What the task asks —
The word "bare" may appear in some of the lines below. State how many lines contain it, and write only that number.

-- Extracted records follows --

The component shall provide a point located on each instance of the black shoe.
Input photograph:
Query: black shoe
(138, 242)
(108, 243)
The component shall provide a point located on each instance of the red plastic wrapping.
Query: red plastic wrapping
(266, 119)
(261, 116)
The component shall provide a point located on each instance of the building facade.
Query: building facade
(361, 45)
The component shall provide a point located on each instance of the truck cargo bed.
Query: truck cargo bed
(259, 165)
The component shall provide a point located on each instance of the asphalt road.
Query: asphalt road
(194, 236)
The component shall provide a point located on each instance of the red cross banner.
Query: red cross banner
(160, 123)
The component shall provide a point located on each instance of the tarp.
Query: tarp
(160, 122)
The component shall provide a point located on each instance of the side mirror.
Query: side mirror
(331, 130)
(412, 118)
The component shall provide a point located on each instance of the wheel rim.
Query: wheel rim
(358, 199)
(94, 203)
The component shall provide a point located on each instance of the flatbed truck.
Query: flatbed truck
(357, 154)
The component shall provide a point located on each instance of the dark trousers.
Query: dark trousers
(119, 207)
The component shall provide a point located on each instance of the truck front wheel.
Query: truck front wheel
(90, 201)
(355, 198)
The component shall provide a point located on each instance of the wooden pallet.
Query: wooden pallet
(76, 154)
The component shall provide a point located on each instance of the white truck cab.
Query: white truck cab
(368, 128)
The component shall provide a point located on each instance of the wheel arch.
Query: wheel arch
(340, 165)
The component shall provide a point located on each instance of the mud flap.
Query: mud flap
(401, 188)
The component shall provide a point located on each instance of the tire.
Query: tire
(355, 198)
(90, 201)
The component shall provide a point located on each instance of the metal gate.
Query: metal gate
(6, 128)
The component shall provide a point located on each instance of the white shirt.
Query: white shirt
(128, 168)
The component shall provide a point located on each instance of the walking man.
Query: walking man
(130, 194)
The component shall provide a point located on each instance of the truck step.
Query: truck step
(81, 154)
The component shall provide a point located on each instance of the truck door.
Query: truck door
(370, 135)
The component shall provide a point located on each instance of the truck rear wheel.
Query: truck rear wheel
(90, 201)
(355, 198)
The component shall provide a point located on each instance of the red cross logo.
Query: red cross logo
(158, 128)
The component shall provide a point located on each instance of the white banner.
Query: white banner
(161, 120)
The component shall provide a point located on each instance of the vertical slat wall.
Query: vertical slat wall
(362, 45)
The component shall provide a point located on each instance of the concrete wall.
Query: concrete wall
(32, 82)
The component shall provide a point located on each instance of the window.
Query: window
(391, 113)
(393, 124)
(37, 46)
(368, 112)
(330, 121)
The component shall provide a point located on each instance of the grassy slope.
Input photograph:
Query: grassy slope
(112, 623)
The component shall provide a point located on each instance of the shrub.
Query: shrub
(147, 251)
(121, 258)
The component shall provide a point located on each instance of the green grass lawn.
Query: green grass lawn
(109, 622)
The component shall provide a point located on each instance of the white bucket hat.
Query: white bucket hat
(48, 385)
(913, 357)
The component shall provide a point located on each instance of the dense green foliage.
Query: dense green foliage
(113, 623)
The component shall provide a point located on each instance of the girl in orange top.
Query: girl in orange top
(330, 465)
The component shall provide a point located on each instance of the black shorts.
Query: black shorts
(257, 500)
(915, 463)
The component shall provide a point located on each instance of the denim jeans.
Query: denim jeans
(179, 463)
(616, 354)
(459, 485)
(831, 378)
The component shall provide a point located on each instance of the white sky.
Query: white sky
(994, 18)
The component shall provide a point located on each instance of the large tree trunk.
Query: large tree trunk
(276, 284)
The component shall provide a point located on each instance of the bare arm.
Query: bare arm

-- Extracted records concluded --

Result of this task —
2